THE REQUEST:
Format everything from the start of the records down to and including the line containing "Outlines of the red" as a Markdown table with the columns "Index" and "Entry", one numbered row per line. Leave out blank lines and pictures.

INFORMATION SHOWN:
::::::::::
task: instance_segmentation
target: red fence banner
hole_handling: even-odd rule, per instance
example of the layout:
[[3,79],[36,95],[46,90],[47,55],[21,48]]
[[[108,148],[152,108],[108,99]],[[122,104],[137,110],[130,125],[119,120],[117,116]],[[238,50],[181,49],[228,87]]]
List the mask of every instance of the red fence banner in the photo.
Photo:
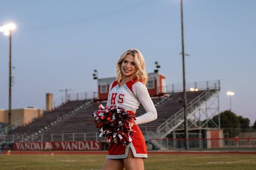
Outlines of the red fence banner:
[[98,141],[16,142],[15,151],[99,151],[102,142]]

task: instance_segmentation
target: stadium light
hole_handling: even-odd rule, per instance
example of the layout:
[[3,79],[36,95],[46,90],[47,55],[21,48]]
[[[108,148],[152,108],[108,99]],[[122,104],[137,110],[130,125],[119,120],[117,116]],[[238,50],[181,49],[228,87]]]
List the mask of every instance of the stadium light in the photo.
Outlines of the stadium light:
[[231,97],[233,96],[234,95],[234,93],[233,91],[227,91],[227,95],[230,96],[230,110],[231,111]]
[[155,61],[154,64],[156,65],[156,69],[154,70],[154,73],[158,73],[158,70],[161,67],[161,66],[158,63],[158,61]]
[[193,87],[190,88],[190,91],[197,91],[198,89],[197,88],[194,88]]
[[180,15],[181,15],[181,47],[182,47],[182,70],[183,70],[183,117],[184,119],[184,145],[185,149],[188,148],[188,131],[187,127],[187,95],[186,94],[186,77],[185,72],[185,49],[184,49],[184,38],[183,31],[183,0],[180,0]]
[[93,76],[94,80],[98,79],[98,70],[97,69],[94,70],[94,73],[92,74],[92,76]]
[[[9,107],[8,107],[8,125],[11,125],[11,86],[12,86],[12,76],[11,76],[11,40],[12,33],[16,28],[16,25],[14,23],[9,23],[0,26],[0,32],[2,32],[5,36],[9,36]],[[11,129],[9,129],[10,133]]]

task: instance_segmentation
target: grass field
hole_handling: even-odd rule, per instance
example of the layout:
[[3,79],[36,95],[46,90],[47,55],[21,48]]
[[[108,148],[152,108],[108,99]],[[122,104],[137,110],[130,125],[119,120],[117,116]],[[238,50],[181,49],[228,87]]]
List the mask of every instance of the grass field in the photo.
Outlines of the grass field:
[[[101,169],[105,155],[1,155],[0,169]],[[255,155],[149,154],[145,169],[256,169]]]

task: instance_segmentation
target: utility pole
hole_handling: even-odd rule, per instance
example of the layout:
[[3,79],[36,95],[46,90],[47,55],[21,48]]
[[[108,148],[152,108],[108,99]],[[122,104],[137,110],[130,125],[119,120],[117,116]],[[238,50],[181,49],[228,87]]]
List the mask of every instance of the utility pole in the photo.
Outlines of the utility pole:
[[185,148],[188,148],[188,143],[187,139],[188,139],[187,131],[187,95],[186,94],[186,79],[185,74],[185,50],[184,50],[184,39],[183,33],[183,0],[180,0],[180,12],[181,16],[181,46],[182,46],[182,68],[183,68],[183,109],[184,109],[184,145]]
[[68,102],[68,91],[72,91],[72,89],[65,89],[64,90],[59,90],[59,91],[65,91],[65,102],[66,103]]

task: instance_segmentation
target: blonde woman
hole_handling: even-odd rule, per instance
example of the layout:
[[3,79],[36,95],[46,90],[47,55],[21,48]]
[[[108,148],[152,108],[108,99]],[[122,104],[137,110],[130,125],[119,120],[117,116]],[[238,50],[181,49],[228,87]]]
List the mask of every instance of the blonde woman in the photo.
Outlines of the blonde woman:
[[157,111],[145,86],[147,75],[145,61],[136,49],[124,52],[117,63],[117,80],[110,86],[107,105],[116,105],[134,113],[141,103],[146,113],[136,117],[132,129],[136,131],[127,146],[111,143],[103,169],[144,169],[143,158],[147,158],[146,144],[138,126],[157,118]]

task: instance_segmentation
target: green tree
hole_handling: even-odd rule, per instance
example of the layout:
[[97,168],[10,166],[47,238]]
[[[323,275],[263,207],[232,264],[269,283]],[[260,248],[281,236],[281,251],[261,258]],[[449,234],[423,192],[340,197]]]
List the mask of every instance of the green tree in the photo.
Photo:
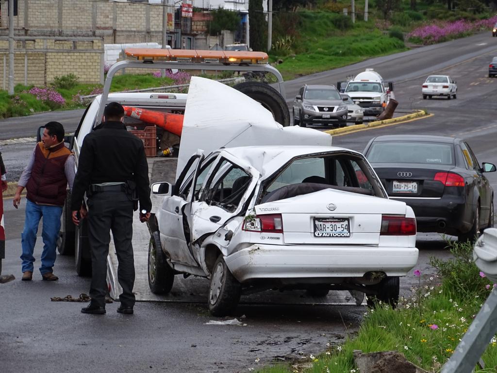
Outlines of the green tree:
[[262,0],[248,0],[250,46],[254,51],[265,51],[267,42],[264,30],[267,28],[264,17]]
[[241,18],[237,12],[219,8],[211,11],[211,21],[209,25],[210,35],[218,35],[221,30],[236,31]]

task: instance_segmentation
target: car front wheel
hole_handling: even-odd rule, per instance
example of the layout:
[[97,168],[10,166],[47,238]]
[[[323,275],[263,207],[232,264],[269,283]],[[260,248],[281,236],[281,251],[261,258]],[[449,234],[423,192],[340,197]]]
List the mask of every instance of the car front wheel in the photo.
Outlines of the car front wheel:
[[220,255],[211,274],[209,289],[209,310],[214,316],[223,316],[232,313],[238,305],[242,294],[242,285],[231,274]]
[[149,243],[149,287],[154,294],[167,294],[174,281],[174,273],[166,261],[161,246],[161,235],[154,232]]

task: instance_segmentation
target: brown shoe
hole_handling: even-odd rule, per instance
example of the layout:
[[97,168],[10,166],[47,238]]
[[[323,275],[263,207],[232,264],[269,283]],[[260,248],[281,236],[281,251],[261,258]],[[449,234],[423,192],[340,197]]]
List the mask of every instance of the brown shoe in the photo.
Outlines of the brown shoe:
[[33,280],[33,273],[30,271],[26,271],[25,272],[23,272],[22,278],[21,280],[23,281],[31,281]]
[[57,281],[59,280],[59,278],[52,273],[52,272],[43,274],[41,275],[41,277],[43,278],[44,280],[47,281]]

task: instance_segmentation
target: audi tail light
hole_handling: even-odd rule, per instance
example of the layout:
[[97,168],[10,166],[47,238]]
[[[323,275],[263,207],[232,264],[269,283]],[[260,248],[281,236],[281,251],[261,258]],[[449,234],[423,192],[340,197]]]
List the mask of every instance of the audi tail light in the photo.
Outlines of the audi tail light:
[[416,234],[416,219],[397,215],[384,215],[381,217],[383,236],[414,236]]
[[440,182],[446,186],[464,186],[464,178],[453,172],[437,172],[433,180]]
[[281,214],[256,215],[247,217],[242,229],[248,232],[267,232],[271,233],[283,233],[283,219]]

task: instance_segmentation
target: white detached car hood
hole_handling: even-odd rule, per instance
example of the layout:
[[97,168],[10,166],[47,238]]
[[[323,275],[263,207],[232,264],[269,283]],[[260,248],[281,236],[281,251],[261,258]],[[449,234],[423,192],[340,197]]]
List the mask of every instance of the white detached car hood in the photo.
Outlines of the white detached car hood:
[[218,82],[192,77],[185,108],[177,178],[197,150],[249,145],[331,145],[331,137],[311,128],[283,127],[260,103]]

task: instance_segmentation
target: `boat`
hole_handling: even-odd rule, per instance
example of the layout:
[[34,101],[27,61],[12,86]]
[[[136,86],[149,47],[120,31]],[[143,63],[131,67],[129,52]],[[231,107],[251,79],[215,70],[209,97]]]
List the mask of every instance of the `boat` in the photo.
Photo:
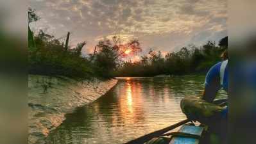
::::::::::
EXPECTED ANSWER:
| Index | Entry |
|---|---|
| 1 | task: instance_segmentation |
| 2 | target: red fence banner |
| 3 | hole_handling: even-odd rule, per instance |
| 4 | example of the layout: |
| 5 | [[3,79],[36,95],[46,90],[47,55],[21,48]] |
| 6 | [[[108,148],[152,108],[108,99]],[[122,104],[137,110],[130,125],[119,120],[117,116]],[[238,50],[181,49],[228,87]]] |
| 7 | List the mask of every instance of the red fence banner in the photo. |
| 8 | Photo: |
| 9 | Outlines of the red fence banner: |